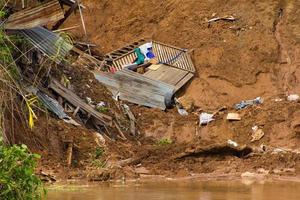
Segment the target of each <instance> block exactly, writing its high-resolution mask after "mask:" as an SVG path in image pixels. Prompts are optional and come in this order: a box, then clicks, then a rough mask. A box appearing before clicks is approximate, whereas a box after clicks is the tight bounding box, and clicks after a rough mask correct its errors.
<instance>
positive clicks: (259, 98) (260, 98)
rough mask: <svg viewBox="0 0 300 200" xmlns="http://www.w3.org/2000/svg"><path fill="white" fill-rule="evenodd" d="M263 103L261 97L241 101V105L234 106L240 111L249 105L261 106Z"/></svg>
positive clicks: (249, 105) (238, 103)
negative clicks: (254, 98) (260, 104)
mask: <svg viewBox="0 0 300 200" xmlns="http://www.w3.org/2000/svg"><path fill="white" fill-rule="evenodd" d="M263 102H264V101H263V99H262V98H261V97H256V98H255V99H253V100H246V101H242V102H241V103H238V104H235V106H234V107H235V109H237V110H240V109H243V108H246V107H248V106H250V105H258V104H262V103H263Z"/></svg>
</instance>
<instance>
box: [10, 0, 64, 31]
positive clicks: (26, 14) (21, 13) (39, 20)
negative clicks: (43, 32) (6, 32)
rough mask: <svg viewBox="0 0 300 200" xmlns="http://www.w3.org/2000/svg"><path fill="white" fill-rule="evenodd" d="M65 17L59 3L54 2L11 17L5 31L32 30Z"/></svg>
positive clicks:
________________________________________
• Job item
Please copy all of the entries above word for word, leaving out the pictures.

• Exercise result
Segment the target of each <instance> block exactly, writing its high-resolution mask after "mask:" as an SVG path in image pixels. Prompts are optional and come in this order: a box, then clicks, then a rough mask. A box appearing before clicks is approximate, whereas a box after clicks is the tight bounding box, and clicks after a rough mask correct its errors.
<instance>
positive clicks: (259, 98) (260, 98)
rough mask: <svg viewBox="0 0 300 200" xmlns="http://www.w3.org/2000/svg"><path fill="white" fill-rule="evenodd" d="M263 103L261 97L241 101V105L234 106L240 111L249 105L261 106Z"/></svg>
positive clicks: (249, 105) (238, 103)
negative clicks: (254, 98) (260, 104)
mask: <svg viewBox="0 0 300 200" xmlns="http://www.w3.org/2000/svg"><path fill="white" fill-rule="evenodd" d="M263 102H264V101H263V99H262V98H261V97H256V98H255V99H253V100H246V101H242V102H241V103H238V104H235V106H234V107H235V109H237V110H240V109H243V108H246V107H248V106H250V105H258V104H262V103H263Z"/></svg>
</instance>
<instance>
box: [10, 0, 64, 31]
positive clicks: (26, 14) (21, 13) (39, 20)
negative clicks: (43, 32) (6, 32)
rough mask: <svg viewBox="0 0 300 200" xmlns="http://www.w3.org/2000/svg"><path fill="white" fill-rule="evenodd" d="M65 17L59 3L54 2L11 17L5 31L32 30Z"/></svg>
positive clicks:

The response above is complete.